• TASK TO CARRY OUT: Convert every line of the records below into a Markdown table with the columns Row and Line, numbering the rows in order and skipping blank lines. Leave the pictures out of the table.
Start of DATASET EXCERPTS
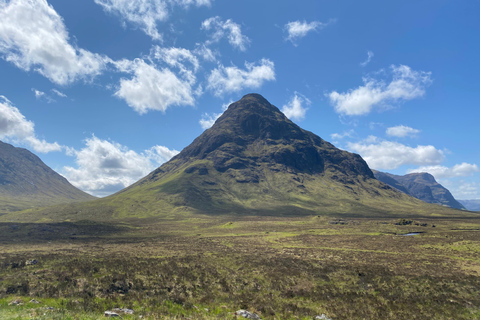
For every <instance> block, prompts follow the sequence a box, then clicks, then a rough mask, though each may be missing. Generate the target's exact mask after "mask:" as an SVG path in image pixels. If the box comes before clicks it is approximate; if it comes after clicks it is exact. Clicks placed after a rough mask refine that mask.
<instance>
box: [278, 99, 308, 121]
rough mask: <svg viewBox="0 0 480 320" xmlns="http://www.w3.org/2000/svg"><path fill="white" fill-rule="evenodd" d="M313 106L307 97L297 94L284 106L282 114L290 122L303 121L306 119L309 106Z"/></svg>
mask: <svg viewBox="0 0 480 320" xmlns="http://www.w3.org/2000/svg"><path fill="white" fill-rule="evenodd" d="M310 104H311V101H310V100H309V99H308V98H306V97H305V96H303V95H301V94H299V93H298V92H295V95H294V96H293V98H292V99H291V100H290V101H289V102H288V103H287V104H286V105H284V106H283V108H282V112H283V113H284V114H285V116H286V117H287V118H289V119H290V120H293V119H295V120H303V119H304V118H305V113H306V112H307V107H306V106H308V105H310Z"/></svg>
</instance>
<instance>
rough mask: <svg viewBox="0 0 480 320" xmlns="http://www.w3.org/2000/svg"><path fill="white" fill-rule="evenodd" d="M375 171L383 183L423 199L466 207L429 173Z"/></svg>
mask: <svg viewBox="0 0 480 320" xmlns="http://www.w3.org/2000/svg"><path fill="white" fill-rule="evenodd" d="M373 173H374V175H375V178H377V179H378V180H380V181H382V182H383V183H386V184H388V185H389V186H392V187H394V188H395V189H397V190H400V191H402V192H404V193H406V194H408V195H411V196H412V197H415V198H417V199H420V200H422V201H425V202H428V203H435V204H440V205H443V206H448V207H450V208H455V209H465V207H464V206H463V205H462V204H461V203H460V202H459V201H457V200H455V198H454V197H453V195H452V194H451V193H450V191H448V190H447V189H446V188H445V187H443V186H442V185H441V184H439V183H438V182H437V181H435V178H434V177H433V176H432V175H431V174H429V173H426V172H422V173H410V174H407V175H404V176H398V175H394V174H390V173H386V172H381V171H376V170H373Z"/></svg>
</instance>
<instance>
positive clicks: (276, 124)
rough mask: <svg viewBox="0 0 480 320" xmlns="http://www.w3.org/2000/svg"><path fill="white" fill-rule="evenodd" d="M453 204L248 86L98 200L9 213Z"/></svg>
mask: <svg viewBox="0 0 480 320" xmlns="http://www.w3.org/2000/svg"><path fill="white" fill-rule="evenodd" d="M442 210H443V211H442ZM449 210H450V209H447V208H441V207H438V206H433V205H430V204H427V203H424V202H422V201H420V200H418V199H416V198H413V197H411V196H408V195H406V194H405V193H403V192H400V191H398V190H396V189H394V188H391V187H390V186H388V185H386V184H384V183H382V182H380V181H378V180H377V179H375V177H374V175H373V172H372V171H371V170H370V169H369V167H368V165H367V164H366V162H365V161H364V160H363V159H362V158H361V157H360V156H359V155H357V154H353V153H349V152H347V151H343V150H340V149H337V148H336V147H335V146H333V145H332V144H330V143H329V142H327V141H325V140H323V139H321V138H320V137H318V136H316V135H315V134H313V133H311V132H309V131H306V130H303V129H302V128H300V127H299V126H297V125H296V124H294V123H293V122H292V121H290V120H289V119H288V118H287V117H285V115H284V114H283V113H282V112H280V110H279V109H278V108H277V107H275V106H273V105H271V104H270V103H269V102H268V101H267V100H266V99H265V98H263V97H262V96H260V95H258V94H248V95H246V96H244V97H243V98H242V99H241V100H239V101H237V102H235V103H233V104H231V105H230V106H229V107H228V109H227V110H226V111H225V112H224V114H223V115H222V116H221V117H220V118H219V119H218V120H217V121H216V122H215V124H214V125H213V126H212V127H211V128H210V129H208V130H206V131H204V132H203V133H202V134H201V135H200V136H199V137H197V138H196V139H195V140H194V141H193V142H192V143H191V144H190V145H189V146H187V147H186V148H185V149H184V150H183V151H182V152H180V153H179V154H178V155H177V156H175V157H174V158H172V159H171V160H170V161H168V162H167V163H165V164H163V165H162V166H161V167H160V168H158V169H156V170H154V171H153V172H151V173H150V174H149V175H147V176H146V177H145V178H143V179H141V180H140V181H138V182H137V183H135V184H133V185H132V186H130V187H128V188H126V189H124V190H122V191H120V192H118V193H116V194H114V195H111V196H109V197H106V198H102V199H99V200H96V201H93V202H88V203H85V204H83V203H82V204H78V205H75V204H73V205H67V206H60V207H58V208H56V209H49V210H48V211H45V210H43V211H32V212H29V213H26V214H24V215H23V216H19V215H17V216H16V217H12V216H11V215H10V216H8V217H7V218H8V219H18V220H22V219H23V220H24V221H26V220H29V221H36V220H37V219H38V217H40V216H41V217H43V218H47V217H48V219H50V220H52V221H62V220H73V219H77V220H78V219H96V220H105V221H111V219H116V218H118V219H123V218H154V217H162V218H171V219H179V218H181V217H189V218H188V219H190V218H191V214H208V215H215V214H244V215H272V216H280V215H305V214H315V215H318V214H352V215H357V216H377V217H378V216H387V215H389V214H394V215H402V216H407V215H421V214H427V215H428V214H431V213H432V212H436V213H437V214H442V212H447V214H451V213H452V212H451V211H449Z"/></svg>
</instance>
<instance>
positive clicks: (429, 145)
mask: <svg viewBox="0 0 480 320" xmlns="http://www.w3.org/2000/svg"><path fill="white" fill-rule="evenodd" d="M347 146H348V149H349V150H352V151H354V152H356V153H359V154H360V155H361V156H362V157H363V159H365V161H366V162H367V163H368V165H369V166H370V167H371V168H373V169H384V170H391V169H396V168H398V167H400V166H402V165H412V164H413V165H419V166H425V165H437V164H440V163H441V162H442V161H443V160H444V158H445V156H444V152H443V151H442V150H438V149H436V148H435V147H434V146H431V145H428V146H421V145H419V146H417V147H410V146H406V145H404V144H401V143H398V142H392V141H386V140H379V139H377V138H376V137H369V138H368V139H367V140H365V141H361V142H356V143H351V142H350V143H348V144H347Z"/></svg>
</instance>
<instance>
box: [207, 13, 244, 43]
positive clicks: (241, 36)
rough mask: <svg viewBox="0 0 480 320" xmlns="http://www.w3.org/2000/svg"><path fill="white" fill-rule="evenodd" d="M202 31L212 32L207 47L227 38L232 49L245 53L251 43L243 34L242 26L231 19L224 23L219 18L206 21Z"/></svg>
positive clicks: (210, 18)
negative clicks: (247, 47) (233, 48)
mask: <svg viewBox="0 0 480 320" xmlns="http://www.w3.org/2000/svg"><path fill="white" fill-rule="evenodd" d="M202 29H204V30H207V31H210V30H211V31H212V34H211V40H209V41H208V42H207V45H210V44H211V43H215V42H218V41H220V40H221V39H222V38H227V39H228V43H230V45H231V46H232V47H234V48H237V49H239V50H240V51H245V50H246V49H247V45H248V44H249V43H250V39H249V38H248V37H247V36H245V35H243V34H242V28H241V26H240V25H239V24H237V23H235V22H233V21H232V20H231V19H228V20H226V21H222V20H221V18H220V17H218V16H217V17H212V18H209V19H206V20H205V21H203V23H202Z"/></svg>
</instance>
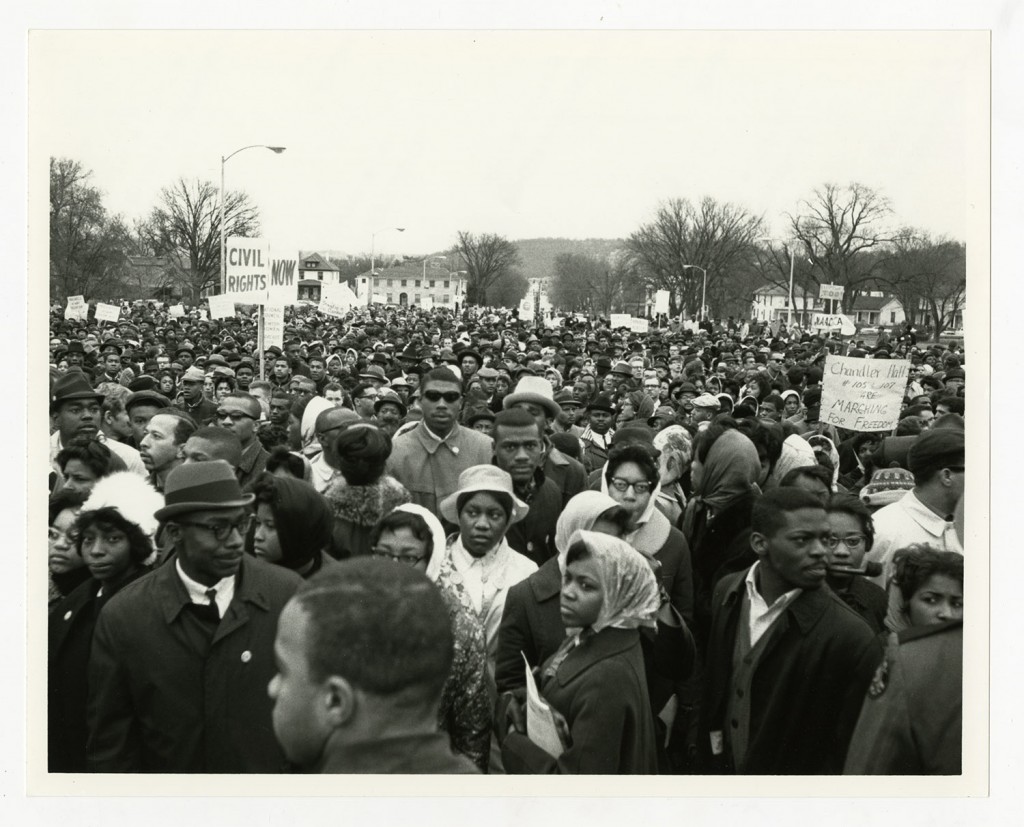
End of DATASET EXCERPTS
• OUTPUT BELOW:
| Row | Line |
|---|---|
| 1 | For every <instance> block, prompts follow the sequence a box, then clicks, then a rough mask, though each may be missing. Generate the target's exact mask after "mask:" as an SVG path in image pixels. If the box comes before clicks it is approximate; if it comes after clicks it is exact. Clicks placed after a rough mask refine that mask. |
| 2 | <instance> |
| 3 | box: [278, 99, 308, 121] |
| 4 | rough mask: <svg viewBox="0 0 480 320" xmlns="http://www.w3.org/2000/svg"><path fill="white" fill-rule="evenodd" d="M313 106L307 97L297 94L284 106L282 114L290 122L303 121L306 119L309 106Z"/></svg> |
| 5 | mask: <svg viewBox="0 0 480 320" xmlns="http://www.w3.org/2000/svg"><path fill="white" fill-rule="evenodd" d="M310 104H311V101H310V100H309V99H308V98H306V97H305V96H303V95H301V94H299V93H298V92H295V95H294V96H293V98H292V99H291V100H290V101H289V102H288V103H287V104H286V105H284V106H283V108H282V112H283V113H284V114H285V116H286V117H287V118H289V119H290V120H293V119H295V120H303V119H304V118H305V113H306V112H307V107H306V106H308V105H310Z"/></svg> |
| 6 | </instance> |
| 7 | <instance> |
| 8 | rough mask: <svg viewBox="0 0 480 320" xmlns="http://www.w3.org/2000/svg"><path fill="white" fill-rule="evenodd" d="M375 171L383 183L423 199L466 207L429 173Z"/></svg> |
| 9 | mask: <svg viewBox="0 0 480 320" xmlns="http://www.w3.org/2000/svg"><path fill="white" fill-rule="evenodd" d="M373 173H374V175H375V178H377V179H378V180H380V181H382V182H383V183H386V184H388V185H389V186H392V187H394V188H395V189H397V190H400V191H402V192H404V193H406V194H408V195H411V196H412V197H415V198H417V199H420V200H422V201H425V202H428V203H435V204H440V205H443V206H448V207H450V208H455V209H465V207H464V206H463V205H462V204H461V203H460V202H459V201H457V200H455V198H454V197H453V195H452V194H451V193H450V191H448V190H447V189H446V188H445V187H443V186H442V185H441V184H439V183H438V182H437V181H435V178H434V177H433V176H432V175H431V174H429V173H426V172H422V173H410V174H407V175H404V176H398V175H394V174H390V173H386V172H381V171H376V170H373Z"/></svg> |
| 10 | </instance> |
| 11 | <instance> |
| 12 | positive clicks: (276, 124) |
| 13 | rough mask: <svg viewBox="0 0 480 320" xmlns="http://www.w3.org/2000/svg"><path fill="white" fill-rule="evenodd" d="M453 204L248 86L98 200L9 213Z"/></svg> |
| 14 | mask: <svg viewBox="0 0 480 320" xmlns="http://www.w3.org/2000/svg"><path fill="white" fill-rule="evenodd" d="M442 210H443V211H442ZM449 210H450V209H447V208H441V207H438V206H433V205H430V204H427V203H424V202H422V201H420V200H418V199H416V198H413V197H411V196H408V195H406V194H405V193H403V192H400V191H398V190H396V189H394V188H391V187H390V186H388V185H386V184H384V183H382V182H380V181H378V180H377V179H375V177H374V175H373V172H372V171H371V170H370V169H369V167H368V165H367V164H366V162H365V161H364V160H363V159H362V158H361V157H360V156H359V155H357V154H353V153H349V152H347V151H343V150H340V149H337V148H336V147H335V146H333V145H332V144H330V143H329V142H327V141H325V140H323V139H321V138H320V137H318V136H316V135H315V134H313V133H311V132H309V131H306V130H303V129H302V128H300V127H299V126H297V125H296V124H294V123H293V122H292V121H290V120H289V119H288V118H287V117H285V115H284V114H283V113H282V112H280V110H279V109H278V108H277V107H275V106H273V105H271V104H270V103H269V102H268V101H267V100H266V99H265V98H263V97H262V96H260V95H258V94H248V95H246V96H244V97H243V98H242V99H241V100H239V101H237V102H235V103H233V104H231V105H230V106H229V107H228V109H227V110H226V111H225V112H224V114H223V115H222V116H221V117H220V118H219V119H218V120H217V121H216V122H215V124H214V125H213V126H212V127H211V128H210V129H208V130H206V131H204V132H203V133H202V134H201V135H200V136H199V137H197V138H196V139H195V140H194V141H193V142H192V143H191V144H190V145H189V146H187V147H186V148H185V149H184V150H183V151H182V152H180V153H179V154H178V155H177V156H175V157H174V158H172V159H171V160H170V161H168V162H167V163H165V164H163V165H162V166H161V167H160V168H158V169H156V170H154V171H153V172H151V173H150V174H149V175H147V176H146V177H145V178H143V179H141V180H140V181H138V182H137V183H135V184H133V185H132V186H130V187H128V188H126V189H124V190H122V191H120V192H118V193H116V194H114V195H111V196H109V197H106V198H102V199H99V200H96V201H93V202H88V203H85V204H83V203H82V204H78V205H75V204H73V205H67V206H60V207H58V208H56V209H49V210H48V211H45V210H43V211H32V212H29V213H26V214H24V215H23V216H19V215H17V216H16V217H12V216H11V215H10V216H8V217H7V218H8V219H18V220H22V219H23V220H24V221H26V220H29V221H36V220H37V219H38V217H40V216H41V217H43V218H47V217H48V219H50V220H52V221H62V220H73V219H77V220H78V219H96V220H105V221H111V219H116V218H118V219H123V218H154V217H162V218H171V219H179V218H181V217H189V218H188V219H190V218H191V214H208V215H215V214H244V215H272V216H280V215H305V214H315V215H318V214H352V215H357V216H377V217H378V216H387V215H389V214H394V215H402V216H407V215H421V214H427V215H428V214H431V213H432V212H436V213H437V214H442V212H447V214H451V213H452V212H451V211H449Z"/></svg> |
| 15 | </instance> |
| 16 | <instance> |
| 17 | positive clicks: (429, 145) |
| 18 | mask: <svg viewBox="0 0 480 320" xmlns="http://www.w3.org/2000/svg"><path fill="white" fill-rule="evenodd" d="M347 146H348V149H349V150H352V151H354V152H356V153H359V154H360V155H361V156H362V157H363V159H365V161H366V162H367V163H368V165H369V166H370V167H371V168H373V169H384V170H391V169H396V168H398V167H400V166H402V165H412V164H413V165H419V166H425V165H437V164H440V163H441V162H442V161H443V160H444V158H445V156H444V152H443V151H442V150H438V149H436V148H435V147H434V146H431V145H428V146H421V145H419V146H417V147H410V146H406V145H404V144H401V143H398V142H392V141H386V140H379V139H377V138H376V137H369V138H368V139H367V140H365V141H361V142H356V143H351V142H350V143H348V144H347Z"/></svg> |
| 19 | </instance> |
| 20 | <instance> |
| 21 | box: [207, 13, 244, 43] |
| 22 | positive clicks: (241, 36) |
| 23 | rough mask: <svg viewBox="0 0 480 320" xmlns="http://www.w3.org/2000/svg"><path fill="white" fill-rule="evenodd" d="M202 31L212 32L207 47L227 38L232 49L245 53L251 43L243 34L242 26L231 19L224 23L219 18L206 21Z"/></svg> |
| 24 | positive clicks: (210, 18) |
| 25 | negative clicks: (247, 47) (233, 48) |
| 26 | mask: <svg viewBox="0 0 480 320" xmlns="http://www.w3.org/2000/svg"><path fill="white" fill-rule="evenodd" d="M202 29H204V30H207V31H210V30H211V31H212V34H211V40H209V41H208V42H207V45H210V44H211V43H215V42H218V41H220V40H221V39H222V38H227V39H228V43H230V45H231V46H232V47H234V48H237V49H239V50H240V51H245V50H246V49H247V45H248V44H249V43H250V39H249V38H248V37H247V36H245V35H243V34H242V28H241V26H240V25H239V24H237V23H235V22H233V21H232V20H231V19H228V20H226V21H222V20H221V18H220V17H218V16H217V17H212V18H209V19H206V20H205V21H203V23H202Z"/></svg> |
| 27 | </instance> |